(Stored dataset items)
○ ○ ○
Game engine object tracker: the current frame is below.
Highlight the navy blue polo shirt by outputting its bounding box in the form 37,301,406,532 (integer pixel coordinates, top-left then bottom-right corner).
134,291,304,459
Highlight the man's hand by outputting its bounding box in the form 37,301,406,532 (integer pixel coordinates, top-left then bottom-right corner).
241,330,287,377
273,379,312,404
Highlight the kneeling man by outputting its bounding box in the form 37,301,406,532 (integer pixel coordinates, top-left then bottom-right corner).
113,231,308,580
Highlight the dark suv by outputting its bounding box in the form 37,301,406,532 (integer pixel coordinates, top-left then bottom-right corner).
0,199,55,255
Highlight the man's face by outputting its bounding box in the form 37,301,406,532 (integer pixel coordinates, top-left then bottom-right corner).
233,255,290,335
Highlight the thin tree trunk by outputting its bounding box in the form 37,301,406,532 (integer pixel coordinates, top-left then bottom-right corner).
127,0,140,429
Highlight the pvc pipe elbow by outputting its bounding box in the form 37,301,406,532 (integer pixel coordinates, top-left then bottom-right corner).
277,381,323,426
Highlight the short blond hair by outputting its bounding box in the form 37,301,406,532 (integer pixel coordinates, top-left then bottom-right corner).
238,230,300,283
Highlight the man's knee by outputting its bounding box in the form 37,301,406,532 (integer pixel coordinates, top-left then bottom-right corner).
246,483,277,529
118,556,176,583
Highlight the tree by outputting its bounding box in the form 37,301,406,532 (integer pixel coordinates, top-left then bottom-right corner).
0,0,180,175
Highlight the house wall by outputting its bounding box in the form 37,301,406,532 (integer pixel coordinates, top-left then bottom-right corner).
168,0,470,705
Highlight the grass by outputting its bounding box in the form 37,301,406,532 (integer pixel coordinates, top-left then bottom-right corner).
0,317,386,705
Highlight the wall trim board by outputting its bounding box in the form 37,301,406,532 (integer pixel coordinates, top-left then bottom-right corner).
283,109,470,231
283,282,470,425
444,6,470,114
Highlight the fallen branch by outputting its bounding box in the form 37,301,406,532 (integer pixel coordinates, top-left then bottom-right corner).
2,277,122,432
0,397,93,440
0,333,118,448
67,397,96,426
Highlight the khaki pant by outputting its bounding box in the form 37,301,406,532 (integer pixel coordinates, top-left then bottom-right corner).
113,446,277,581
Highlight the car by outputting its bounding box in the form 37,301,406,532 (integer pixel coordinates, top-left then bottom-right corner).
○ ○ ○
Task prompt ::
Write out all of the rows above again, swapping every "Highlight" for "Outline" and changing nothing else.

Exercise solution ::
Game engine object tracker: the current frame is below.
Outline the navy blue polo shirt by outputting its bounding box in the form 37,301,406,532 (integer pixel coordinates, top-left then bottom-right corner).
134,291,304,459
Outline the man's hand by outputting its bounding box in the form 37,301,406,532 (integer pixel coordinates, top-left then bottom-right corner).
241,330,287,377
273,379,312,404
Outline the kneeling man by outputting its bounding box in the form 37,301,406,532 (integer pixel coordinates, top-left then bottom-right corner).
113,231,308,580
Outline the dark suv by outputting its bounding box in the form 37,301,406,532 (integer pixel coordinates, top-left then bottom-right corner).
0,199,55,255
Outline the man's face by outputting its bounding box in the form 37,301,406,532 (integer pixel coordinates, top-left then bottom-right corner).
233,255,290,335
Outline the thin tree trunk by outputting its bounding box in the form 37,301,406,532 (integer pixel coordinates, top-left then bottom-right corner).
127,0,140,429
Outline the pvc pipe elbow by outputting its bounding box in the form 37,301,406,532 (integer pixel coordinates, top-left then bottom-right corner).
277,381,323,426
Outline the short blond hair by outputting its bounding box in the form 37,301,406,532 (integer pixel coordinates, top-left then bottom-right corner).
238,230,300,283
Outline the man's knee by outputting its bounding box in the form 37,301,406,532 (integer pixel coordinates, top-left then bottom-right corner).
246,483,277,529
118,556,176,583
Outline the tree by outputting its bounding box in the form 37,301,406,532 (integer pixel coordinates, top-left then bottom-right corner).
0,0,180,175
Outline the house wall by outputting its bounding box in the form 37,301,406,532 (integer pixel coordinates, top-left then bottom-right corner).
168,0,470,705
Outline the grass by outputting its bounding box in the form 37,301,406,532 (integer pixel coordinates, top-left then bottom-right corner).
0,317,386,705
Outline the wall trim board by outputting its bounding box in the form 37,301,406,532 (integer pixel coordinates, top-left then bottom-right corner).
283,109,470,231
283,282,470,425
444,6,470,114
Outline the fallen branch by outputting its bounding box in the form 37,301,406,532 (integer pixel coordinates, top-left then bottom-right corner).
2,277,122,432
0,397,93,440
0,333,118,448
67,397,96,426
Outline the khaki pant by outputting its bounding box in the form 37,301,406,532 (integer pixel coordinates, top-left then bottom-right corner).
113,446,277,581
Outline the car by outputting its bounding box in the form 37,301,406,532 (integer pixel coordinates, top-left then bottom-right corner).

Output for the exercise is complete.